Point localization data:
-----
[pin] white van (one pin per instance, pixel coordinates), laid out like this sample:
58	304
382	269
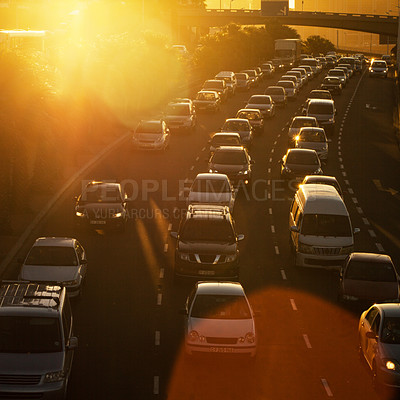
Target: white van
321	234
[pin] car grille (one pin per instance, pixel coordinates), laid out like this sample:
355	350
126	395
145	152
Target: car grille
214	340
19	379
20	396
327	251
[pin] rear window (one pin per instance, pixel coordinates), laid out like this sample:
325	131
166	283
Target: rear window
370	271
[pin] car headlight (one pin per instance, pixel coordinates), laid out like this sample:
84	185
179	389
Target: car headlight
305	248
347	249
184	256
391	365
231	257
54	376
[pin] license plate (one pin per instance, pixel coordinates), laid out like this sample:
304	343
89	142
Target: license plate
203	272
221	350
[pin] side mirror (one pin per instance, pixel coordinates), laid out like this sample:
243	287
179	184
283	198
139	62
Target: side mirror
73	343
370	335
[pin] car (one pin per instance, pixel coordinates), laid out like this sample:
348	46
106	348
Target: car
340	74
219	320
368	278
379	343
224	139
323	180
254	116
56	259
378	68
324	111
37	340
296	124
240	125
253	76
278	95
151	135
230	79
180	117
233	161
313	138
332	83
212	189
207	243
262	102
217	85
297	163
243	81
267	69
207	100
101	205
290	89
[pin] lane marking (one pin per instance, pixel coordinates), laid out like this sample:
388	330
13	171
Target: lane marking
-----
Your task
Above are the entries; copy every line among them that contains the word "lane".

Answer space
[pin] lane marking (one pin per instance, pixel coordinates), laid out like this sample:
Target: lane marking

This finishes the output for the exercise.